* **Directions**:
1: In the methods passage below, translate this sentence into Spanish: "The latest literature search was conducted on October 1, 2014, and included searches in Medline, Embase, the Cochrane library (Review and Central), conference proceedings of the European Association of Poisons Centres and Clinical Toxicologists and North American Congress of Clinical Toxicology annual meetings, and Google Scholar."
2: The methods passage below names the resources covered by the latest literature search. List every one of them other than the conference proceedings.

Predetermined methodology incorporating guidelines from the Appraisal of Guidelines for Research and Evaluation (49) and Grades of Recommendation Assessment, Development and Evaluation (50) is described in detail elsewhere (2,3). The latest literature search was conducted on October 1, 2014, and included searches in Medline, Embase, the Cochrane library (Review and Central), conference proceedings of the European Association of Poisons Centres and Clinical Toxicologists and North American Congress of Clinical Toxicology annual meetings, and Google Scholar.

The search strategy was as follows: ([lithium] and [dialysis or hemodialysis or haemodialysis or hemoperfusion or haemoperfusion or plasmapheresis or plasma exchange or exchange transfusion or hemofiltration or haemofiltration or hemodiafiltration or haemodiafiltration or extracorporeal therapy or continuous RRT (CRRT)]).

* **Information given**:

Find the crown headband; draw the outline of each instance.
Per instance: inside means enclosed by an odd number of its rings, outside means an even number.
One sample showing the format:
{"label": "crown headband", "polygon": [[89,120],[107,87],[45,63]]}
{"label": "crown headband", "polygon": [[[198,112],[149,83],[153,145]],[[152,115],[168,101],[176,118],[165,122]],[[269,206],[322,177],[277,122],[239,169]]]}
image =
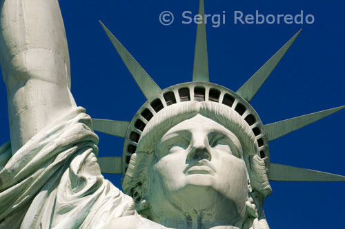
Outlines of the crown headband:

* **Your responses**:
1: La búsqueda bibliográfica más reciente se realizó el 1 de octubre de 2014 e incluyó búsquedas en Medline, Embase, la biblioteca Cochrane (Review y Central), las actas de congresos de las reuniones anuales de la European Association of Poisons Centres and Clinical Toxicologists y del North American Congress of Clinical Toxicology, y Google Scholar.

2:
- Medline
- Embase
- the Cochrane library (Review and Central)
- Google Scholar